Texte fourni →
· · · · · · ·
Massacre du 28 septembre 2009 : des victimes expriment leur soif de vérité et de justice

Alors que l’on s’achemine vers le 10ème anniversaire du massacre perpétré au stade du 28 septembre de Conakry, les victimes et leurs proches ont plus que jamais soif de justice. Cette page sombre et douloureuse de l’histoire de la Guinée tarde encore à livrer ses secrets. Les victimes ne demandent que l’ouverture du procès pour être rétabli dans leurs droits. Dans un entretien accordé à un reporter de Guineematin.com, dans la journée d’hier jeudi, 26 septembre 2019, deux victimes ont expliqué leur calvaire et l’envie qu’elles ont de connaitre la vérité autour de cette tragédie qui a fait au moins 157 morts et plus 100 femmes violées, sans compter les portés-disparus.

Saran Cissé, une des victimes du massacre du 28 septembre 2009

L’une des victimes du massacre du stade du 28 septembre en 2009 se nomme Saran Cissé. Elle a exprimé son découragement face à la lenteur de la procédure et sa soif de vérité et de justice. « Je me sens méprisée, complètement découragée. Pourquoi ? Parce que dix ans, ce n’est pas dix jours ; dix ans, ce n’est pas dix semaines. Dix ans nous sommes là en train de souffrir, oubliées, négligées, critiquées. On entend beaucoup sur nous, sauf du bien. Il y a beaucoup de choses qui se sont passées depuis dix ans, des gens ont été jugés et condamnés. Mais, le massacre du 28 septembre reste comme si rien n’est fait. Chaque jour, on nous dit que c’est demain ou après-demain. On est un peu soulagé parce que déjà on connait le lieu, là où ils vont tenir le procès. Mais, ça reste beaucoup à faire », a-t-elle laissé entendre.
· · · · · · ·
Informations extraites →

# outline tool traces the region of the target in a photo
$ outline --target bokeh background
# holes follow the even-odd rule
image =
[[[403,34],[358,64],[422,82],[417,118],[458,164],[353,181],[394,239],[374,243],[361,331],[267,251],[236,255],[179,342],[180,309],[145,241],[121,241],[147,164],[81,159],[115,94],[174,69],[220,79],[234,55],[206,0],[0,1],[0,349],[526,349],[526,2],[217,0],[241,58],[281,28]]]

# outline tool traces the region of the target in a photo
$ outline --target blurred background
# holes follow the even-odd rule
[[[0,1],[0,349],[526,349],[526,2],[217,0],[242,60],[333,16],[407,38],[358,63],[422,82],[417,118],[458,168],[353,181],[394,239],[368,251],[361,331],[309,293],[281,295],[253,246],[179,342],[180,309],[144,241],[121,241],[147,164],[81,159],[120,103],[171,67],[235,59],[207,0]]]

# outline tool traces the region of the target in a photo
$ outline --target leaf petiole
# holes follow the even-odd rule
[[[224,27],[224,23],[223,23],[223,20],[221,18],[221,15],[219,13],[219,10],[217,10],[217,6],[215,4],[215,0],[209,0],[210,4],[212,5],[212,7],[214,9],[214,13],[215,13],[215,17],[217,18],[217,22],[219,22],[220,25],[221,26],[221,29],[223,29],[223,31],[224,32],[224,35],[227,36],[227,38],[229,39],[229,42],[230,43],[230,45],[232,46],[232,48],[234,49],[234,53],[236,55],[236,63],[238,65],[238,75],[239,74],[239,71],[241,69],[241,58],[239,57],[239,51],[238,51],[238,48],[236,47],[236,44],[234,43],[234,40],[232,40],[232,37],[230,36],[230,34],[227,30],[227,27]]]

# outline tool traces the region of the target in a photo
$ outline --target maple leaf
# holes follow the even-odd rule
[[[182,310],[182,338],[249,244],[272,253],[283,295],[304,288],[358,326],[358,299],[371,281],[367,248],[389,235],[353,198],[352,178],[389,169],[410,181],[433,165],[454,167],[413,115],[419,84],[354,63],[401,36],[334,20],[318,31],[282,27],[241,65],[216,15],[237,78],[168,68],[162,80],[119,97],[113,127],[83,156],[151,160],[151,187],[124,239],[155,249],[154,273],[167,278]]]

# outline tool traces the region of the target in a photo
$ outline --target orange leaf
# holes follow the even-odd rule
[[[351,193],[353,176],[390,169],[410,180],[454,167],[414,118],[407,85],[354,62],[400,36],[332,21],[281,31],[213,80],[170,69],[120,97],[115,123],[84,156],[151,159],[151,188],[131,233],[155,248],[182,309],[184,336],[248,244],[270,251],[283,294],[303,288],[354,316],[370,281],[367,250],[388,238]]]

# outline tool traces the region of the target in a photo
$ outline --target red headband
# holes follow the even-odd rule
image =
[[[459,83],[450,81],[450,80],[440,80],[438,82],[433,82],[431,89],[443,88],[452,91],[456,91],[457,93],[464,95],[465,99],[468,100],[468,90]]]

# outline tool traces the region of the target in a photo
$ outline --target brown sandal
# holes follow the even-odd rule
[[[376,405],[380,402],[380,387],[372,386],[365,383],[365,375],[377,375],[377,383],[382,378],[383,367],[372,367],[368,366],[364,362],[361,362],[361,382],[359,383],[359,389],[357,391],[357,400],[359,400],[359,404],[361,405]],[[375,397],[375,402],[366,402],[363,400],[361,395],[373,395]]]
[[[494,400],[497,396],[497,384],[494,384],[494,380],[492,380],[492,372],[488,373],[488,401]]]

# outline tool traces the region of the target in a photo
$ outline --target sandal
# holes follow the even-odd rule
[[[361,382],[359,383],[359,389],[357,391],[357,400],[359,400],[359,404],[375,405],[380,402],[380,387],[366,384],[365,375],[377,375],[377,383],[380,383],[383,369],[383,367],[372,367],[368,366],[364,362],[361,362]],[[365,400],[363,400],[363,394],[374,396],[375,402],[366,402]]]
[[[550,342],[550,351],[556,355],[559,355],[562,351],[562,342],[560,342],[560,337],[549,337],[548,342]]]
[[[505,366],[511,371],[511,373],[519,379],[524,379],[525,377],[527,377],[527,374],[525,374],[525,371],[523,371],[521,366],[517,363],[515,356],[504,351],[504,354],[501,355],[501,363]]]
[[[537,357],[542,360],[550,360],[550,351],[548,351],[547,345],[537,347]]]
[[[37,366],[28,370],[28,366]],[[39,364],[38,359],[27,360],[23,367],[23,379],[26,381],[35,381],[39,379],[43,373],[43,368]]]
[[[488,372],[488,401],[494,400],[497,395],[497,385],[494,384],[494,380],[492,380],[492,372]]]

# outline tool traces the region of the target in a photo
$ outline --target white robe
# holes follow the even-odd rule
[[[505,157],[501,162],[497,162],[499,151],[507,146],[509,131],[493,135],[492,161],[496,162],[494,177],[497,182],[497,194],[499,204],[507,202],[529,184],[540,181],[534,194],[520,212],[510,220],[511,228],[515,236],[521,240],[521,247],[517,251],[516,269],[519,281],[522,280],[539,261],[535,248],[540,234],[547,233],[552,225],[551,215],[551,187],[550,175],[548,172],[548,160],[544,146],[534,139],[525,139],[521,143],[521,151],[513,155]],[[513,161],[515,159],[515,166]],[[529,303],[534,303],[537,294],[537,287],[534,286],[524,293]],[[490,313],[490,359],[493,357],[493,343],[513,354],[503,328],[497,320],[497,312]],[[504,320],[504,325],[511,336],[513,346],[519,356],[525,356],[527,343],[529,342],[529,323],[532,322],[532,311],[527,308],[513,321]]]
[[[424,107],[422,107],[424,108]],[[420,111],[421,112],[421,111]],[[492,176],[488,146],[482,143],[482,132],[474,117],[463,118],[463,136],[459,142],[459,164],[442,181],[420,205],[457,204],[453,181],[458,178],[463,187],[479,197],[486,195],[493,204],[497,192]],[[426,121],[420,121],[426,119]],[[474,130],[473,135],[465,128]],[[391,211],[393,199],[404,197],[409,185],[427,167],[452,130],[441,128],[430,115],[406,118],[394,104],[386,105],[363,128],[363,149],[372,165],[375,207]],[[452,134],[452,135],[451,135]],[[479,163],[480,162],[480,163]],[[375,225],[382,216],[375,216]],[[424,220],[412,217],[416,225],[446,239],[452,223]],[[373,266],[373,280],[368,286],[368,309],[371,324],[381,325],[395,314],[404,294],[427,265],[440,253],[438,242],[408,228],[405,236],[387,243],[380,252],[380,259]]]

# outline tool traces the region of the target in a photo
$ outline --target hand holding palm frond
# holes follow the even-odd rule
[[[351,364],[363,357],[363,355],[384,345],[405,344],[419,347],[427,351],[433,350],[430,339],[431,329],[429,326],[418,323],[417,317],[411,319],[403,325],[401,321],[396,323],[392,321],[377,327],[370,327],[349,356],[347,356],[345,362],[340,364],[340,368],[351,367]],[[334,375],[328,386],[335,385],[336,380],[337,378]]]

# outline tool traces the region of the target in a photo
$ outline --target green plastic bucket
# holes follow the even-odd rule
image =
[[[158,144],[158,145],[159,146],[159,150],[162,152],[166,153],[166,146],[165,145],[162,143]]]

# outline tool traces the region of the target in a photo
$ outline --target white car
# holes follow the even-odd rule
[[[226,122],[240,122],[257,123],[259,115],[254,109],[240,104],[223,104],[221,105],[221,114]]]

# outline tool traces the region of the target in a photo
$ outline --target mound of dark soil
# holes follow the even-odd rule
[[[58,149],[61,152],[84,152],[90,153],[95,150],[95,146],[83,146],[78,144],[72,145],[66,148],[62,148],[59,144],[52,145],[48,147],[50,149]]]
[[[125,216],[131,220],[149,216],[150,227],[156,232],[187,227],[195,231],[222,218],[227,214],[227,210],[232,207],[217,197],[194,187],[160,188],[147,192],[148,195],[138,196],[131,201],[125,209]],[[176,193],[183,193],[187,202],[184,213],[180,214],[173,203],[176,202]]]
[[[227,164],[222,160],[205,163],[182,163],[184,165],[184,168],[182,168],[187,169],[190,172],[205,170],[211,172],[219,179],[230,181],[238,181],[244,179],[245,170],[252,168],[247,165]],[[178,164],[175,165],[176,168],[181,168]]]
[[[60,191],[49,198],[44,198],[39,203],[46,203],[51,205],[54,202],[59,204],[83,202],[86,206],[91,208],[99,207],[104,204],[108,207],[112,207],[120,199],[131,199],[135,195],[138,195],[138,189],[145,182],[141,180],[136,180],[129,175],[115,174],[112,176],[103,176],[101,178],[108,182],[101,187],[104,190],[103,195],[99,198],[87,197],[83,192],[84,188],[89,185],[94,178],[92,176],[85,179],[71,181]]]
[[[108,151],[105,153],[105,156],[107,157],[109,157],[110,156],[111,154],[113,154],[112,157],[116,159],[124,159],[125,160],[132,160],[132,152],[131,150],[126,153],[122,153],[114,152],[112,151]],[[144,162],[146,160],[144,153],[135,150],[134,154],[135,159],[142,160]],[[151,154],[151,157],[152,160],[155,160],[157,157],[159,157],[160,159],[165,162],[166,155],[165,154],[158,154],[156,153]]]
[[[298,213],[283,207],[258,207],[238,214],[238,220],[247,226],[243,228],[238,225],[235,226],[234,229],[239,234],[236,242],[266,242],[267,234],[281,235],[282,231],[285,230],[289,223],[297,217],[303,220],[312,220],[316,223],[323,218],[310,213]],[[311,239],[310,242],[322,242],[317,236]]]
· · · · · · ·
Consigne →
Selon l'article sur le massacre du 28 septembre 2009, pour quelles raisons Saran Cissé se sent-elle découragée ? Répondez en une à trois phrases.

Réponse attendue →
Elle se sent découragée parce que la procédure traîne depuis dix ans, une période pendant laquelle les victimes souffrent et se retrouvent oubliées, négligées et critiquées. D'autres personnes ont été jugées et condamnées entre-temps, mais pour le massacre, rien ne semble avoir été fait. Chaque jour, on leur répète que le procès aura lieu demain ou après-demain.